• _Your instructions_: Take the part of the records that opens with the line containing "Roadside-survey request: point out the window with" and runs to the end of the records, and swap "wooden" for "timber" in it. Return only those lines, changed in nothing else, and leave the pictures out.

• _Records for processing_:
◇ ◇ ◇ ◇
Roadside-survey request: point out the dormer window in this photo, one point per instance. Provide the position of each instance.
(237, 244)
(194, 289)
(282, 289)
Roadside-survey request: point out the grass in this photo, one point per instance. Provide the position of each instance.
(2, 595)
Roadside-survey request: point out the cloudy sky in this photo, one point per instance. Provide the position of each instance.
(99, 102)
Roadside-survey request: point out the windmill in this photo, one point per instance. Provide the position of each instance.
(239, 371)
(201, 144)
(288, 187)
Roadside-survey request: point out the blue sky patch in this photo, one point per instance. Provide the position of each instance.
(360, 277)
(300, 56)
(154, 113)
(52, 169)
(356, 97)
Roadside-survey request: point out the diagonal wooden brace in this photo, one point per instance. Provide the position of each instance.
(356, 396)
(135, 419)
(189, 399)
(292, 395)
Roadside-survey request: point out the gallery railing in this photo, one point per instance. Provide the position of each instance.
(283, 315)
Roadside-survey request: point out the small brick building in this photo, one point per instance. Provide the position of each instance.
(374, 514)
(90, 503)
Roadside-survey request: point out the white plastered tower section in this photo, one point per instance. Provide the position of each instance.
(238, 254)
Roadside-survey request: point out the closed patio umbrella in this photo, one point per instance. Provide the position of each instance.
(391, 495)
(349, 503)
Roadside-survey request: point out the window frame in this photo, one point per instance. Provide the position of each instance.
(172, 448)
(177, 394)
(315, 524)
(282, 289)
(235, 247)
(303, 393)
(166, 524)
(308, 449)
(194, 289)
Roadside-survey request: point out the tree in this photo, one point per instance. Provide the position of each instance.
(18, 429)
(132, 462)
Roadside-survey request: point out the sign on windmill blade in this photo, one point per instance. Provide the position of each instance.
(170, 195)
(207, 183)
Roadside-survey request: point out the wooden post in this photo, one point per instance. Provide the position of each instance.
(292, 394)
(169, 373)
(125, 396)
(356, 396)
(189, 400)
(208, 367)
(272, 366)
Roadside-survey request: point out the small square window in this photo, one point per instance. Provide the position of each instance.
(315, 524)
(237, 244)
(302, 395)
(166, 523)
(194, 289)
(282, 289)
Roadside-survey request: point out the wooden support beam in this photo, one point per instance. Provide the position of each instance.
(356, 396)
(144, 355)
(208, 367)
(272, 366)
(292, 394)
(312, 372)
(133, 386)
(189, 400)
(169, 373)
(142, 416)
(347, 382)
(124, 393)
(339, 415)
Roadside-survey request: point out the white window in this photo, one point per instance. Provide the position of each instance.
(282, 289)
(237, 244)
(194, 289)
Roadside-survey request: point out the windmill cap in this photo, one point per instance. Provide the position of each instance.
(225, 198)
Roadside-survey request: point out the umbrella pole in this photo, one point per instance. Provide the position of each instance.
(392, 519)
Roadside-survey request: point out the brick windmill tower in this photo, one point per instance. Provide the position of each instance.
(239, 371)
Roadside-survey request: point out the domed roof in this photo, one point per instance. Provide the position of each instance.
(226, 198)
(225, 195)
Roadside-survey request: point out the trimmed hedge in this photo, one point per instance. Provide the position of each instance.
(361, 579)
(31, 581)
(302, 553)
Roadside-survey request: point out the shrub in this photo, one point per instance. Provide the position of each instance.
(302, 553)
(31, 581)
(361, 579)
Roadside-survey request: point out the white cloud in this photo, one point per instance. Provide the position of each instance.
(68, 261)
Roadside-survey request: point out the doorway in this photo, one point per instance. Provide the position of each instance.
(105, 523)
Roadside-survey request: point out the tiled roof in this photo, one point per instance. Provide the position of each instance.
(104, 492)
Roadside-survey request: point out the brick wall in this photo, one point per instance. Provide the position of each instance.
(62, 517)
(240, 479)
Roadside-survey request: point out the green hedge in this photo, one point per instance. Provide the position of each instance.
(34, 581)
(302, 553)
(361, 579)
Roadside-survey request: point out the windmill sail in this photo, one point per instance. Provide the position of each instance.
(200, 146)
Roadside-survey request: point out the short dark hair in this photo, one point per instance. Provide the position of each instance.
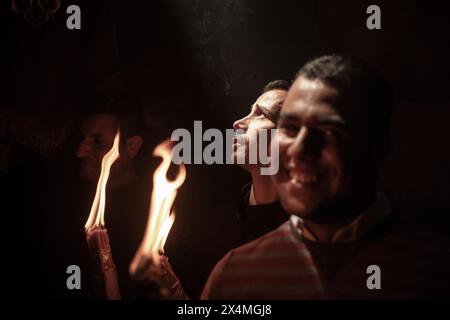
(352, 75)
(276, 85)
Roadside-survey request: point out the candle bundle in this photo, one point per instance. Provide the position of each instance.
(104, 270)
(150, 269)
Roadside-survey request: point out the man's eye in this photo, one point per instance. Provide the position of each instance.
(289, 129)
(331, 133)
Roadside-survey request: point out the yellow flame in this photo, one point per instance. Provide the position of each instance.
(160, 220)
(97, 215)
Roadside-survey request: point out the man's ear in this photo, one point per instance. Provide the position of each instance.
(133, 145)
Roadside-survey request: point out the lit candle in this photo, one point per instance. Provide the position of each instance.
(106, 285)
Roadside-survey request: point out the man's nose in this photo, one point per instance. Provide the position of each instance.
(84, 150)
(240, 124)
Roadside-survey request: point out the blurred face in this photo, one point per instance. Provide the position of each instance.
(324, 158)
(263, 115)
(98, 132)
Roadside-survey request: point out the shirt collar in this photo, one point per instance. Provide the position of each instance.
(378, 211)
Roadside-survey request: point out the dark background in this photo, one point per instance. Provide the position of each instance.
(199, 60)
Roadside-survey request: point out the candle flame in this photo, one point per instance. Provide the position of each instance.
(160, 219)
(97, 215)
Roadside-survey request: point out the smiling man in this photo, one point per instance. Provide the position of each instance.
(342, 240)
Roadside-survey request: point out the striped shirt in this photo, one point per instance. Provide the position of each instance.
(274, 266)
(287, 263)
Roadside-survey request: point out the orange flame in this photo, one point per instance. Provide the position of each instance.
(160, 220)
(97, 215)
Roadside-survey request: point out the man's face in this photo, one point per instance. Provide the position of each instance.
(324, 156)
(98, 132)
(263, 115)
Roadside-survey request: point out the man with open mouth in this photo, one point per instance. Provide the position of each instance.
(342, 240)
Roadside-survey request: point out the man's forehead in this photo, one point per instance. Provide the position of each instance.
(313, 97)
(269, 98)
(100, 124)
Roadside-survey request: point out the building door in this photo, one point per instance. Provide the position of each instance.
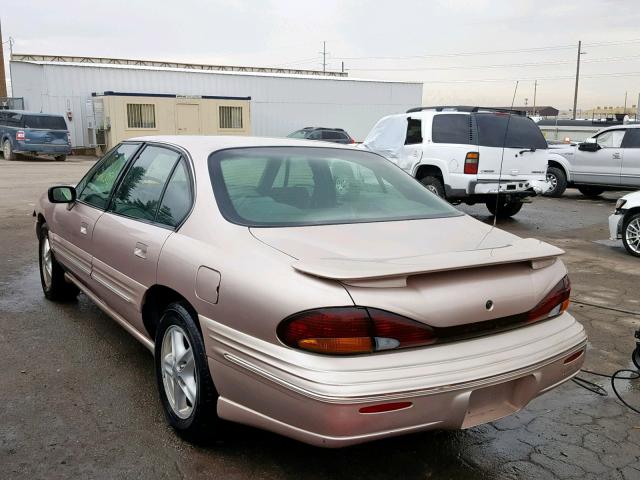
(188, 119)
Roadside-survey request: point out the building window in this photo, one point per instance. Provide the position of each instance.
(141, 115)
(230, 117)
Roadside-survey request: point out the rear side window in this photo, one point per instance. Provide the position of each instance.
(414, 131)
(522, 132)
(631, 138)
(451, 128)
(138, 195)
(44, 122)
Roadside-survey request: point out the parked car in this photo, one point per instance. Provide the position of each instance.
(34, 134)
(458, 154)
(610, 160)
(624, 223)
(315, 291)
(333, 135)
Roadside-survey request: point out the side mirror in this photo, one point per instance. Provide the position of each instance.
(589, 146)
(62, 194)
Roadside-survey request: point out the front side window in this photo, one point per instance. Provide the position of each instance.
(138, 195)
(452, 128)
(610, 139)
(95, 188)
(294, 186)
(230, 117)
(509, 131)
(141, 115)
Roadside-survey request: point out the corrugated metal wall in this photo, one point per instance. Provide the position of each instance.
(279, 105)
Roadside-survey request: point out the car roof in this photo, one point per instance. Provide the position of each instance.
(205, 144)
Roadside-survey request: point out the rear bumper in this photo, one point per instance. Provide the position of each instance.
(43, 148)
(452, 386)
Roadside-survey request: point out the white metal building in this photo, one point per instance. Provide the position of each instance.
(279, 103)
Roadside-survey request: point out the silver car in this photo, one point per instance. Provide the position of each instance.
(315, 291)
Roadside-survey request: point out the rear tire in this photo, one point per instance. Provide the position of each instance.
(505, 209)
(54, 285)
(631, 234)
(558, 180)
(186, 388)
(434, 185)
(590, 191)
(7, 151)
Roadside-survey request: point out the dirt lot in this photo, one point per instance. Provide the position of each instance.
(79, 398)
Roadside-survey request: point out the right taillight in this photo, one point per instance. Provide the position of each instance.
(352, 330)
(471, 163)
(556, 302)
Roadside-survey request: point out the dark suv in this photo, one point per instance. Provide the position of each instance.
(335, 135)
(33, 133)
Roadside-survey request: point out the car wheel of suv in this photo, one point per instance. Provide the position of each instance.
(434, 185)
(631, 235)
(503, 208)
(558, 180)
(7, 151)
(187, 391)
(54, 285)
(589, 191)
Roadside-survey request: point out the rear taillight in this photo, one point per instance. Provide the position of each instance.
(352, 330)
(556, 302)
(471, 163)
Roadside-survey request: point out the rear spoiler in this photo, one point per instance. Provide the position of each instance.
(394, 272)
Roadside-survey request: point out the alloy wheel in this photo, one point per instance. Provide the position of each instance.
(179, 374)
(632, 235)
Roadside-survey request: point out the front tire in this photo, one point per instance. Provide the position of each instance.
(186, 388)
(503, 208)
(54, 285)
(7, 151)
(590, 191)
(631, 235)
(558, 180)
(434, 185)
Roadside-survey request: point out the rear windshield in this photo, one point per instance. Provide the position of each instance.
(522, 132)
(295, 186)
(298, 134)
(45, 122)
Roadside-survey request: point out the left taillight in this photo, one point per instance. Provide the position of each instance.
(352, 330)
(554, 303)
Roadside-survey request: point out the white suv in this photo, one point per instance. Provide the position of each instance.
(457, 153)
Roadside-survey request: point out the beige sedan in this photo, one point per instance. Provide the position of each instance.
(315, 291)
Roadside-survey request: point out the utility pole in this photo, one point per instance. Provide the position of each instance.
(575, 94)
(3, 79)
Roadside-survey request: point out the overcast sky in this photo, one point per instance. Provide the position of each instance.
(463, 51)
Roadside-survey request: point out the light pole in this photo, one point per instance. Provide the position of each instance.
(575, 94)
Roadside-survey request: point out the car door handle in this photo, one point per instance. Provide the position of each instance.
(140, 250)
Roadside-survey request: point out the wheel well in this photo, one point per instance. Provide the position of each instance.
(429, 171)
(156, 300)
(553, 163)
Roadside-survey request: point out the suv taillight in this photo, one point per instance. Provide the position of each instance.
(471, 163)
(352, 330)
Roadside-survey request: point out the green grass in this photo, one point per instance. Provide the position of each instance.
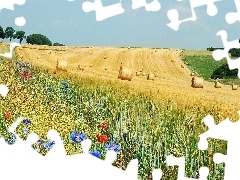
(156, 128)
(203, 64)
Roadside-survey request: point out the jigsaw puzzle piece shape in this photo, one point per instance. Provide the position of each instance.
(157, 174)
(230, 132)
(232, 17)
(173, 14)
(153, 6)
(103, 169)
(180, 162)
(9, 4)
(12, 46)
(3, 90)
(220, 54)
(102, 12)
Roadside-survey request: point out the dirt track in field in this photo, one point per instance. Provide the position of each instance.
(172, 81)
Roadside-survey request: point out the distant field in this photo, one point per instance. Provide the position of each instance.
(160, 117)
(203, 64)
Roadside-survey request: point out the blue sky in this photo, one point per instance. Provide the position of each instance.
(65, 22)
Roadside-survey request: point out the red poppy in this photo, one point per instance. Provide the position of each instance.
(8, 115)
(103, 126)
(102, 138)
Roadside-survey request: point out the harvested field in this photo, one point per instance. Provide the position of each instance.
(173, 81)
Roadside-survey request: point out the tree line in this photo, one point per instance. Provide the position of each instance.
(38, 39)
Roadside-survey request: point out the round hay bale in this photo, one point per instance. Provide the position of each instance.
(234, 87)
(81, 68)
(62, 65)
(138, 73)
(197, 82)
(150, 77)
(217, 84)
(125, 74)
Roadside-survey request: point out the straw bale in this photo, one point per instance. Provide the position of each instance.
(234, 87)
(197, 82)
(62, 65)
(125, 74)
(150, 77)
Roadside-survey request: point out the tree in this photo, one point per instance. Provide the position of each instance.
(38, 39)
(20, 35)
(9, 33)
(2, 34)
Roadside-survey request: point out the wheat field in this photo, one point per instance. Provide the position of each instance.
(173, 76)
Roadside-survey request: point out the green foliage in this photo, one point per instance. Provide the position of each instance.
(58, 44)
(213, 49)
(19, 35)
(38, 39)
(2, 34)
(224, 72)
(9, 33)
(204, 65)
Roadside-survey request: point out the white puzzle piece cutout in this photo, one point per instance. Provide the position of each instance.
(232, 17)
(12, 46)
(153, 6)
(9, 4)
(173, 14)
(219, 54)
(102, 12)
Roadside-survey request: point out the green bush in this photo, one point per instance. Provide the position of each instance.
(224, 72)
(38, 39)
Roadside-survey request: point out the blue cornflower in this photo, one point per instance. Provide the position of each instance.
(76, 137)
(100, 105)
(48, 144)
(13, 137)
(27, 121)
(125, 134)
(25, 131)
(65, 84)
(113, 146)
(95, 153)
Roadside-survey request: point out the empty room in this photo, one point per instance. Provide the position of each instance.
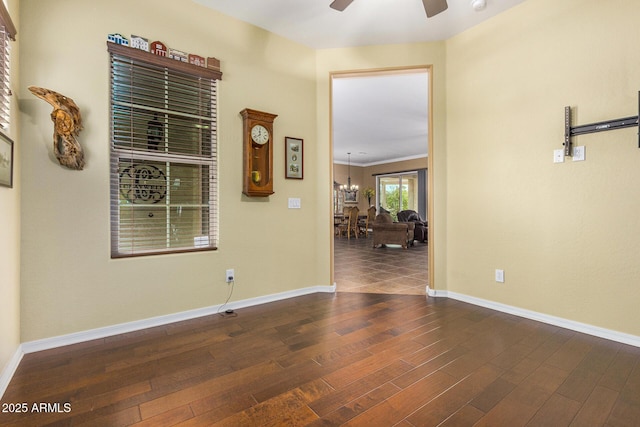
(169, 196)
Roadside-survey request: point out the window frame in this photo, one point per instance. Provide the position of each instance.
(207, 161)
(7, 33)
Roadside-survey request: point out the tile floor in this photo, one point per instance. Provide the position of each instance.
(390, 270)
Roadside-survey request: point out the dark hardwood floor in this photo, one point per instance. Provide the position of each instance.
(359, 359)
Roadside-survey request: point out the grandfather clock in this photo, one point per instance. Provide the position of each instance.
(257, 152)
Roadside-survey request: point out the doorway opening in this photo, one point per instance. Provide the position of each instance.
(381, 144)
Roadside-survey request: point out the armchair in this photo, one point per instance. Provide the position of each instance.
(421, 231)
(385, 231)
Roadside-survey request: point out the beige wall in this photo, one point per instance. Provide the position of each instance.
(10, 220)
(567, 235)
(382, 57)
(69, 282)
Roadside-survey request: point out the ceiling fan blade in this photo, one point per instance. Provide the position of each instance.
(433, 7)
(340, 4)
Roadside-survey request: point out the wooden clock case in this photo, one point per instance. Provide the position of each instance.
(257, 158)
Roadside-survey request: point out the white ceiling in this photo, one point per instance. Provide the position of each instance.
(380, 118)
(384, 117)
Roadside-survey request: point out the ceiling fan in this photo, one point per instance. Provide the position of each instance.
(432, 7)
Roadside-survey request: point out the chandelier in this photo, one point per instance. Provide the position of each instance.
(349, 188)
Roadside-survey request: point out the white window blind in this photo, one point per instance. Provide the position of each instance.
(7, 32)
(163, 155)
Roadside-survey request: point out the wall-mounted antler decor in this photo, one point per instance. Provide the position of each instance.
(67, 124)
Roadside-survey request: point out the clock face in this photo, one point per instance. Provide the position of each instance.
(259, 134)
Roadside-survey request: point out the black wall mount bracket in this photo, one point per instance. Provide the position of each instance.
(570, 131)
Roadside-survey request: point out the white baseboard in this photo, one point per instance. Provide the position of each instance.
(9, 370)
(78, 337)
(540, 317)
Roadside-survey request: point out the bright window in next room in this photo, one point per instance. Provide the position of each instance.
(163, 154)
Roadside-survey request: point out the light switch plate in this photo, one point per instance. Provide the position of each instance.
(294, 203)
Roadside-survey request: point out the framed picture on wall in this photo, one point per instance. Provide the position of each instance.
(6, 161)
(293, 157)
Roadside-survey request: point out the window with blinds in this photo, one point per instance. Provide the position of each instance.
(163, 155)
(7, 33)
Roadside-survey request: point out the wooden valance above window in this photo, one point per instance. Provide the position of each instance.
(163, 61)
(6, 22)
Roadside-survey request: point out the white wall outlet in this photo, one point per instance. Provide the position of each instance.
(558, 156)
(294, 203)
(579, 153)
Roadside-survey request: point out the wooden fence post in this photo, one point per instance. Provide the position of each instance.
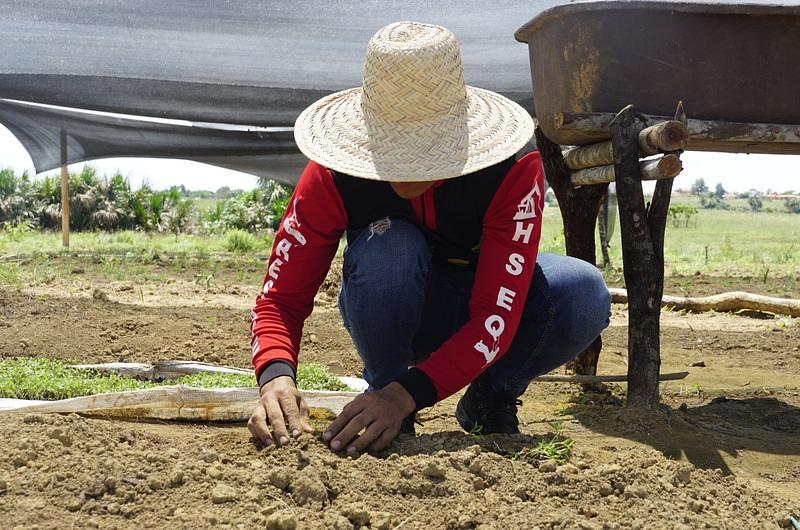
◇ ◇ ◇ ◇
• _Solution to the exercise_:
Roadside-survey request: point out the window with blinds in this photo, one point per instance. Provide the position of each instance.
(163, 155)
(7, 33)
Roadside-survey request: point out the timber valance above window in this photo, one point per instance. Provide the position of each instance.
(163, 61)
(6, 22)
Roadside-survey request: point out the white wall outlet in this photo, one point per instance. Provide the position of each instance.
(558, 156)
(294, 203)
(579, 153)
Roadside-survey request: point out the timber fence post in this photo, one point per instance. Provide the position of each instance.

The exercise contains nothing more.